Reproduce the items below verbatim, from the first line through the line that contains "(1165, 123)", including that line.
— Start of Data extract —
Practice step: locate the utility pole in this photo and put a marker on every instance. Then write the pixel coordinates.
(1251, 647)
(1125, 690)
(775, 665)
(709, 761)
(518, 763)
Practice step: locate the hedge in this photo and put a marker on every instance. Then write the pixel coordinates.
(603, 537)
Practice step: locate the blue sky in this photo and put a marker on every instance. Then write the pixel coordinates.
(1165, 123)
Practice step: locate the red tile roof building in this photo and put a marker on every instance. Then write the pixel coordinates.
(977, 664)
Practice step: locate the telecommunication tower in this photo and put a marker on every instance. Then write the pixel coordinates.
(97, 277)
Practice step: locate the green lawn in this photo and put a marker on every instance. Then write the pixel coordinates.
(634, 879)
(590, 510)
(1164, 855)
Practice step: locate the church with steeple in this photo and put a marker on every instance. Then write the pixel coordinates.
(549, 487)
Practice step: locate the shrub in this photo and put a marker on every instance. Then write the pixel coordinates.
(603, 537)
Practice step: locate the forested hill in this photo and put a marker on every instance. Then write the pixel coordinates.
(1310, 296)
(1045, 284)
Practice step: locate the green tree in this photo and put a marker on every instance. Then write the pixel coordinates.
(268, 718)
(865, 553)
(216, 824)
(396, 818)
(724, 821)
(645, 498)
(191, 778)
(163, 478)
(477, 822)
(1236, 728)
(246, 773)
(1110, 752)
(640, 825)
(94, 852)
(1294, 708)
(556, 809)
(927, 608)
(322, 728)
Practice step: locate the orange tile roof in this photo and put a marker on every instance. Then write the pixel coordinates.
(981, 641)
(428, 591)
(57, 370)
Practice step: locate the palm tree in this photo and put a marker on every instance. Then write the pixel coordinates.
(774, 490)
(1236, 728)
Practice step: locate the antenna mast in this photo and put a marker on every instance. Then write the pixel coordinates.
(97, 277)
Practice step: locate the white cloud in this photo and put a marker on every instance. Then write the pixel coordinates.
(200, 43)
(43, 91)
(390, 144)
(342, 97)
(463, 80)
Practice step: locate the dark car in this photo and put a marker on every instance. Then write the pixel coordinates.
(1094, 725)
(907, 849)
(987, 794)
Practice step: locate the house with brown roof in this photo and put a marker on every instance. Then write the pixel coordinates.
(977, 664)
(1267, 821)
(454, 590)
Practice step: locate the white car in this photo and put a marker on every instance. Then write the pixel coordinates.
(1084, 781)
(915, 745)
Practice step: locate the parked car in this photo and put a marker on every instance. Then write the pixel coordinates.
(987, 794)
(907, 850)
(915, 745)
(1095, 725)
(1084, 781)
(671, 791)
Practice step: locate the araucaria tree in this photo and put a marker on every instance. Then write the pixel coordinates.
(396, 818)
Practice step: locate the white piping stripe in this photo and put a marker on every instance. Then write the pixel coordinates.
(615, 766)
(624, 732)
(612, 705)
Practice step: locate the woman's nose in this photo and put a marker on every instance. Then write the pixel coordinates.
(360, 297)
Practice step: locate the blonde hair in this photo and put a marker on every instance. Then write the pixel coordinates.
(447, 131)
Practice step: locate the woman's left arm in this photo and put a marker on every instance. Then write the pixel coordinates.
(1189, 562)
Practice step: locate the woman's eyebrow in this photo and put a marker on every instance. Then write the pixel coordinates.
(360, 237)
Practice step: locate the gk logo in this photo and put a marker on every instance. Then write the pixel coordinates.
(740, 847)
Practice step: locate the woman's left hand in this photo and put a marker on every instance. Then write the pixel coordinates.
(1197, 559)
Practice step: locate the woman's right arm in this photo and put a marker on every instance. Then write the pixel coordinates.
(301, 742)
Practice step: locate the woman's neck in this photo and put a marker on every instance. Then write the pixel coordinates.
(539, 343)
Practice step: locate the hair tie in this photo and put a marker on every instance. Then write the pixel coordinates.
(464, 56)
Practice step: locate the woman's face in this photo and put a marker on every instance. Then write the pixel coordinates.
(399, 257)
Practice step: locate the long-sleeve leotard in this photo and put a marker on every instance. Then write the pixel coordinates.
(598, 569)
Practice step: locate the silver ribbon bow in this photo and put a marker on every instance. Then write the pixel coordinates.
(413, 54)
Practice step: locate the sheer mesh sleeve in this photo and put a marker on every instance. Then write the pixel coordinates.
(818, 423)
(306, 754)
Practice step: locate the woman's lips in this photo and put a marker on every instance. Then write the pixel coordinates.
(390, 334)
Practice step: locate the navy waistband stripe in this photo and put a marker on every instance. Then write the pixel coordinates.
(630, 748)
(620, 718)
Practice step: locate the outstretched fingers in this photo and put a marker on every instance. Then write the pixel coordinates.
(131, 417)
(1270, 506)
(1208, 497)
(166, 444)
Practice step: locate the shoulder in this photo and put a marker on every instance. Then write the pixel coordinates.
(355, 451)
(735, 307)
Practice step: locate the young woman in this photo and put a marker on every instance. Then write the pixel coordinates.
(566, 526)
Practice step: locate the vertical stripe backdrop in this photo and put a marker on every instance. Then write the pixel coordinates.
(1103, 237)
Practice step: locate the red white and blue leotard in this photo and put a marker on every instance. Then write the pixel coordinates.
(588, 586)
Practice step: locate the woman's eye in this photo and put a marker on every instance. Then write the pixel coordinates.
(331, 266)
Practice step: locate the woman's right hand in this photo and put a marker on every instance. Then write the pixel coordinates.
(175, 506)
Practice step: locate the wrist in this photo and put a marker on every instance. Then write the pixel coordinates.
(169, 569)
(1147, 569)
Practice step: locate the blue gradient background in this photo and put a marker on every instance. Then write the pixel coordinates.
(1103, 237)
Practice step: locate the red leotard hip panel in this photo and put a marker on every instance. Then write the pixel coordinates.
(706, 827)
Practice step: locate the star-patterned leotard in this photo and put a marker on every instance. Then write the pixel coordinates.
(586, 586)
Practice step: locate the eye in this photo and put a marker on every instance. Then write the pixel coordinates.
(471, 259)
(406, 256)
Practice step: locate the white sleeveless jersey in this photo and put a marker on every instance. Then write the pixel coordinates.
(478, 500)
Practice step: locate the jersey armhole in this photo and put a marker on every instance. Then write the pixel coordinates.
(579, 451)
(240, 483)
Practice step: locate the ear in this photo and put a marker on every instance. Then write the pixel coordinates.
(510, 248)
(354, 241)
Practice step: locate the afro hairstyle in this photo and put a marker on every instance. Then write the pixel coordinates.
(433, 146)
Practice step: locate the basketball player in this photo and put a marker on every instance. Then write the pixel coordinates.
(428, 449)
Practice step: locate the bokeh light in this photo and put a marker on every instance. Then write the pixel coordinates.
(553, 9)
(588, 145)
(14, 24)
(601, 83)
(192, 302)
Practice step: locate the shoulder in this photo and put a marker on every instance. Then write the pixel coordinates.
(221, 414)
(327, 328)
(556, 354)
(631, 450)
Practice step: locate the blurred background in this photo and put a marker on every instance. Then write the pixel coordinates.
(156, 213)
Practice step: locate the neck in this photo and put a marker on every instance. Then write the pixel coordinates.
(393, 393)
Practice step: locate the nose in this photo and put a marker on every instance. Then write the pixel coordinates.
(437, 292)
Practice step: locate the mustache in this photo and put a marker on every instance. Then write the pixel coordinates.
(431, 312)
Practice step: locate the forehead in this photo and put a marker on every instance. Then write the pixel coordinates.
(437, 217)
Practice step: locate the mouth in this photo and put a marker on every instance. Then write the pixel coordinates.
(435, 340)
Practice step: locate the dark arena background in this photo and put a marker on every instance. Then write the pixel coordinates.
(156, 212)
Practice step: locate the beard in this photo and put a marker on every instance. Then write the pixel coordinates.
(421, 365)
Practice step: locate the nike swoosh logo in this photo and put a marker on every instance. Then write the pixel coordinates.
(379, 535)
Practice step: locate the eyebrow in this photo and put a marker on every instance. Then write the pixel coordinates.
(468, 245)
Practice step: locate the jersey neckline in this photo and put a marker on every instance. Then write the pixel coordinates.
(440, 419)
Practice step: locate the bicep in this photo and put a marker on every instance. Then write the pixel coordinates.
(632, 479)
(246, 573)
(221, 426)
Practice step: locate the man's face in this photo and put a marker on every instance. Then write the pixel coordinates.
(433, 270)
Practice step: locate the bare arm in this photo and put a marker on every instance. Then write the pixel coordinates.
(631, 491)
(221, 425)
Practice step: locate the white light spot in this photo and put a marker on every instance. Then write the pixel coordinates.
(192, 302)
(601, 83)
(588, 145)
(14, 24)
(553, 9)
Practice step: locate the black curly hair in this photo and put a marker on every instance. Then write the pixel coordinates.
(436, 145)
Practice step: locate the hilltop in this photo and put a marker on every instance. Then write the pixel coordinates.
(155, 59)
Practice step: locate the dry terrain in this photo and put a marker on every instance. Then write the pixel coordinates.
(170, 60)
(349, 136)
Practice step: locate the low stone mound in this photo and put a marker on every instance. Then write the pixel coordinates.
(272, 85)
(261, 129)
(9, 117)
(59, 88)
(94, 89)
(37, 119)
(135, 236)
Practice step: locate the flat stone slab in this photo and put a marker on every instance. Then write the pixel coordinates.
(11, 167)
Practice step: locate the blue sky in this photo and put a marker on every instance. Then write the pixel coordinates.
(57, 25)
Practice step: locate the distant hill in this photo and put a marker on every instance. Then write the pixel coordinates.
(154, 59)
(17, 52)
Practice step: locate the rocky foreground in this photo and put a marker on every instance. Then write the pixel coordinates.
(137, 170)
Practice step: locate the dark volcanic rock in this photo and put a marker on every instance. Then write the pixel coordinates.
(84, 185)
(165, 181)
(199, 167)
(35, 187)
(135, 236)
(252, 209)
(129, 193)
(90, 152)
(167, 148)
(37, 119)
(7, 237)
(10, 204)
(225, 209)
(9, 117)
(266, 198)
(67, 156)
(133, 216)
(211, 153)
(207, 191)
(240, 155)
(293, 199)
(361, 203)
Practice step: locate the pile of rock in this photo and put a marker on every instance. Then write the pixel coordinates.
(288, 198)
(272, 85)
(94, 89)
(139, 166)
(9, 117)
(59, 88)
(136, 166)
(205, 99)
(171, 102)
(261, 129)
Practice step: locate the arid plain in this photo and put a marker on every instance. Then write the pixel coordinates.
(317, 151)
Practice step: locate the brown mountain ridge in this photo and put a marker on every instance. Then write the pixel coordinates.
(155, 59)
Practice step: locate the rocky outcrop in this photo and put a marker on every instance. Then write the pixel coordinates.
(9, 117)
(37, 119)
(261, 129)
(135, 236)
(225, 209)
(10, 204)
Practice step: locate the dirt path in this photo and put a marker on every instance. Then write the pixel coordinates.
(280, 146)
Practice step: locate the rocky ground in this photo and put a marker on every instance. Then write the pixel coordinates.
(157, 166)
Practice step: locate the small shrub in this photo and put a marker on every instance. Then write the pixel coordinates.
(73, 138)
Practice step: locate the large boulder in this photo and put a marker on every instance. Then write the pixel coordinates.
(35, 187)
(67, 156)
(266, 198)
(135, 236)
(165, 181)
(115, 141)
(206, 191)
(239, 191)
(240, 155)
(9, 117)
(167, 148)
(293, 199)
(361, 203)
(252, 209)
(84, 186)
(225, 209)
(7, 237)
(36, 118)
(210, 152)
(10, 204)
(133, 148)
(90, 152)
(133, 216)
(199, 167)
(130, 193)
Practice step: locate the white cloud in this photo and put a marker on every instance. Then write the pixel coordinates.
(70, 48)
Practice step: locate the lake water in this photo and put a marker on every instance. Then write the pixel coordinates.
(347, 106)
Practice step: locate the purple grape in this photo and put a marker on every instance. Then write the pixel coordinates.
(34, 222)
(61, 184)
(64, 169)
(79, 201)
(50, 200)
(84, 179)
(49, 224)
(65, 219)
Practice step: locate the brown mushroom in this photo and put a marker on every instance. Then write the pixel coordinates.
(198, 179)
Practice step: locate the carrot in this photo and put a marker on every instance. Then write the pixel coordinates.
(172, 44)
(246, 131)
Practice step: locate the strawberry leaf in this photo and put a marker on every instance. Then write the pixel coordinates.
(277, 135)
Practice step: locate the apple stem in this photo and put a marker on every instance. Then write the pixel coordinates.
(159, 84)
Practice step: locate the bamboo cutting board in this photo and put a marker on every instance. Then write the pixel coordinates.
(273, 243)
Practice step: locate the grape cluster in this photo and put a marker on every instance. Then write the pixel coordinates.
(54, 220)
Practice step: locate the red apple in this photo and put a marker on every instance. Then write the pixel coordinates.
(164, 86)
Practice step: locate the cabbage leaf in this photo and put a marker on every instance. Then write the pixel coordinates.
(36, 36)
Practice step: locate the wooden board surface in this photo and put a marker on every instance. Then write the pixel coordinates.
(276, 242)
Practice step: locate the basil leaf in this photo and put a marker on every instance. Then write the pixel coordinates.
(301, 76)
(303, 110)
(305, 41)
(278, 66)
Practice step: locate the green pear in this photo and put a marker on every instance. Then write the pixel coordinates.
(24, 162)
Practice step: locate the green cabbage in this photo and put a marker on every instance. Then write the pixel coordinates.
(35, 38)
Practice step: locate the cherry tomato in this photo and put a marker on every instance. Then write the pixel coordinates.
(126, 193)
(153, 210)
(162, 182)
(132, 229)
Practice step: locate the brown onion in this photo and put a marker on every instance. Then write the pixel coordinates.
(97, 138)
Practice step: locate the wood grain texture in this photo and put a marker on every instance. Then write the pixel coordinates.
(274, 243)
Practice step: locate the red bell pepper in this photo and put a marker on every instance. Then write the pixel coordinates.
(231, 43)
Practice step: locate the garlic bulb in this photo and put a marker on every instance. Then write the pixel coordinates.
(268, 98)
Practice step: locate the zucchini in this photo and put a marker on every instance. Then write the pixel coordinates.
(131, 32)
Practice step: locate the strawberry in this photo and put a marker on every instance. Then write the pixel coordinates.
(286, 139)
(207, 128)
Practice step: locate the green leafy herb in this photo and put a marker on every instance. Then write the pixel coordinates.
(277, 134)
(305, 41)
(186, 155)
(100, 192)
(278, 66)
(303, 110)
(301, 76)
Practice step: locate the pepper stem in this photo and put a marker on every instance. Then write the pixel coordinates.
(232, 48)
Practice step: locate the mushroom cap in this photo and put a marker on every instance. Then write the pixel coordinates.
— End of Data extract —
◆ **Exercise output**:
Practice step: locate the utility pole in this photo and put a marker on every instance. Then write the pixel coordinates.
(1251, 647)
(1125, 690)
(775, 665)
(709, 761)
(518, 763)
Practice step: locate the hedge in this photo and put a marker on every instance. Then write the pixel coordinates.
(603, 537)
Practice step: locate the blue sky in this photo and put a marker on every instance. Then write the pixel coordinates.
(1165, 123)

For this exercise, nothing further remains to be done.